# Required task:
Reproduce word for word the part of the passage below on the Greek words for love, from "The ancient Greeks" to "a negative view.".

# Provided passage:
The ancient Greeks were in many ways more advanced morally and emotionally in their private lives — they vented their sins and emotions by putting them into characteristics of their gods. It is quite entertaining to read Roman Ovid’s “Metamorphosis” book — which reflects the Greek mythology that the Romans copied — in which he explains where flora and fauna come from: Mostly from poor humans who tried to escape love-drunk gods and turned into trees, stones, creeks, fishes and animals to avoid them.
Down on Earth, the average ancient Greeks were rather living a chaste life outside of marriage. They had six words for our one “love.”
The first one is eros. Yes, that’s where the word erotic comes from. For the Greek this word means losing control in physical love, and it had a negative view.
The second word is philia, which we use in words such as bibliophile (lover of books), technophile (lover of technology) and the little less known oenophile (lover of wine). The Greek philia is a fusion of love and friendship and concerned the deep comradely friendship that developed between brothers in arms who had fought side by side on a battlefield. It was about showing loyalty to friends, parents with their children, sacrificing for them, as well as sharing one’s emotion with them. The Romans especially admired philia. They celebrated Cara Cognatio, an official but privately observed holiday, on Feb. 22, that celebrated love of family with banqueting and gifts.
While philia had a rather solemn meaning, the Greek had another favorite love: ludus, or playful love. Remember the early stages of a relationship? The flirting and teasing that goes with it? Ludus describes this playful affection, but it was also used when friends get together bantering, laughing or going out on the town to dance. A perfect example is the theater play “Lysistrata” by Aristophanes. The comedy was performed in classical Athens in 411 BC. It is about of a woman’s extraordinary mission to end the Peloponnesian War by rallying the women to deny all the men involved in the war eros (sex), hence forcing the men to negotiate peace, which results in a battle between sexes. In modern English ludic activities are often described as casual flings, changing into something darker.
Then there is agape, the ultimate love, or love for everyone. It is the profound, selfless love toward all people. It is about the stranger who runs into a house on fire to save an unknown person. This word traveled through time, in Latin the philosopher Cicero used it in his book “Tusculan Disputations,” where a man stands in to be killed by the tyrant Damocles if his friend would not return to face his trial. We know the word in its Latin form: caritas, which is the origin of our word charity. C.S. Lewis referred to it as “gift love,” the highest form of Christian love. The word empathy comes from agape as well.

# Dataset section:
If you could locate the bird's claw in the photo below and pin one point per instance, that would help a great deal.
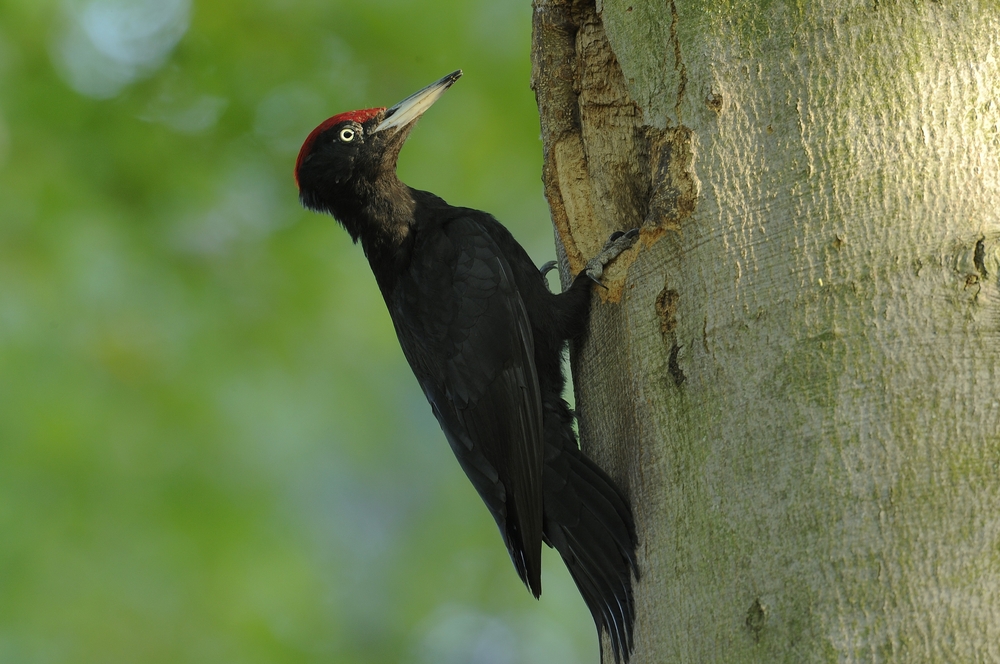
(616, 244)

# Task response:
The ancient Greeks were in many ways more advanced morally and emotionally in their private lives — they vented their sins and emotions by putting them into characteristics of their gods. It is quite entertaining to read Roman Ovid’s “Metamorphosis” book — which reflects the Greek mythology that the Romans copied — in which he explains where flora and fauna come from: Mostly from poor humans who tried to escape love-drunk gods and turned into trees, stones, creeks, fishes and animals to avoid them.
Down on Earth, the average ancient Greeks were rather living a chaste life outside of marriage. They had six words for our one “love.”
The first one is eros. Yes, that’s where the word erotic comes from. For the Greek this word means losing control in physical love, and it had a negative view.